◆ **SHORT EXERCISE**
Reproduce every line of the records below without any change, omitting the pictures.

◆ **INPUT RECORDS**
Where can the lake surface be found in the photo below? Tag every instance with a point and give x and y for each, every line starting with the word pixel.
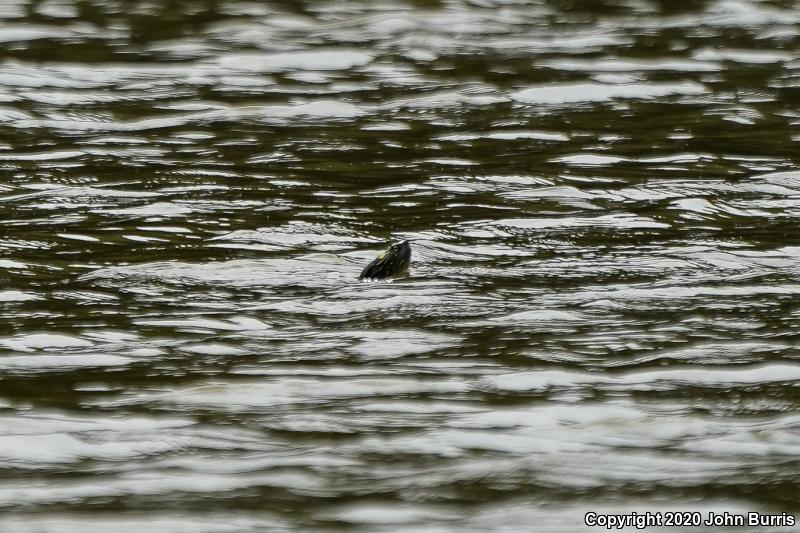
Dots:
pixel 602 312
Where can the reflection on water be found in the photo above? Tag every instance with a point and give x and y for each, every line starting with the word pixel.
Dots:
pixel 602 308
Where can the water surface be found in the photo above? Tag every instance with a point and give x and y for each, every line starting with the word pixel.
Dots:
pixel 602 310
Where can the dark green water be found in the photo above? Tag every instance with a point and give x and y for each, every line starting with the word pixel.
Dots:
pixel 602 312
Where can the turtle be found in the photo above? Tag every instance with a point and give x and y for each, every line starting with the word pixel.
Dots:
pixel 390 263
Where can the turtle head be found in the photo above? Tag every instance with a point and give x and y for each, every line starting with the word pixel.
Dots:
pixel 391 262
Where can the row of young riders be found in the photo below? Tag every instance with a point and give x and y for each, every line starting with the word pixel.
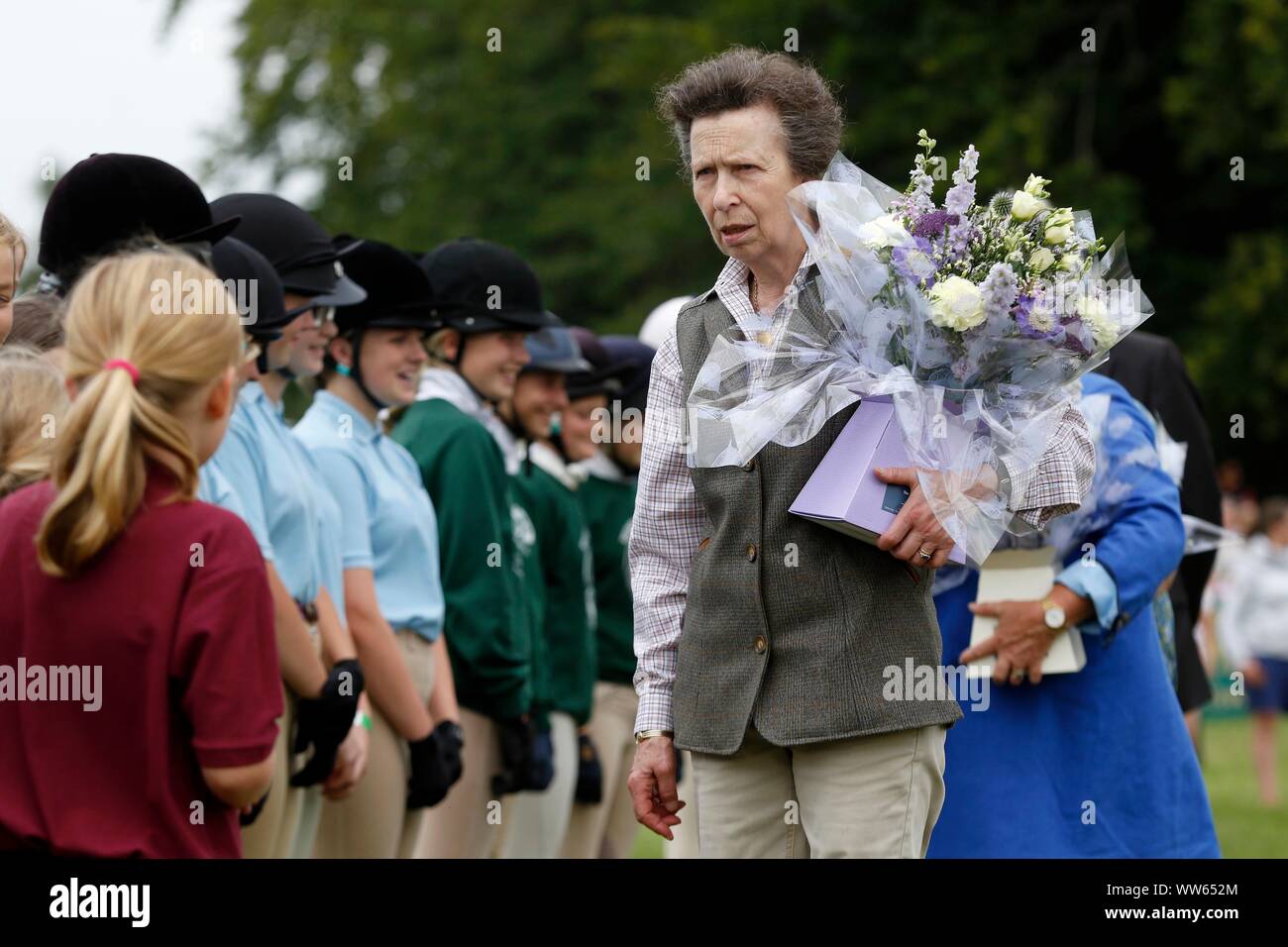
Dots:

◆ **EXERCISE ANSWER**
Where can the lake surface be found in the photo below? Tag every instance with a point and give x and y for each, every line starting with the word pixel.
Dots:
pixel 602 312
Where can the reflection on water be found in the photo above? Tag every instance with a point and give x and y for each, every line starting with the word pixel.
Dots:
pixel 602 308
Where can the water surface be found in the photo above? Tag every instance with a point and give x and y for each, every line starting with the word pixel.
Dots:
pixel 602 310
Where can the dark green water be found in the photo above? Tag every instance with a point and give x and y for each, every line starting with the word pixel.
Dots:
pixel 602 312
Where can the turtle be found in the photo above? Tag every instance with a point and give x and y for each, every line starting with the word pixel.
Dots:
pixel 390 263
Where can the turtle head be found in the photo above? Tag every instance with a point and give x and y for each, every line starting with the word pixel.
Dots:
pixel 391 262
Where can the row of young riders be found in the photo below? Tag every instance with a point and give x and y for each, every line starting with the word pixel.
Dots:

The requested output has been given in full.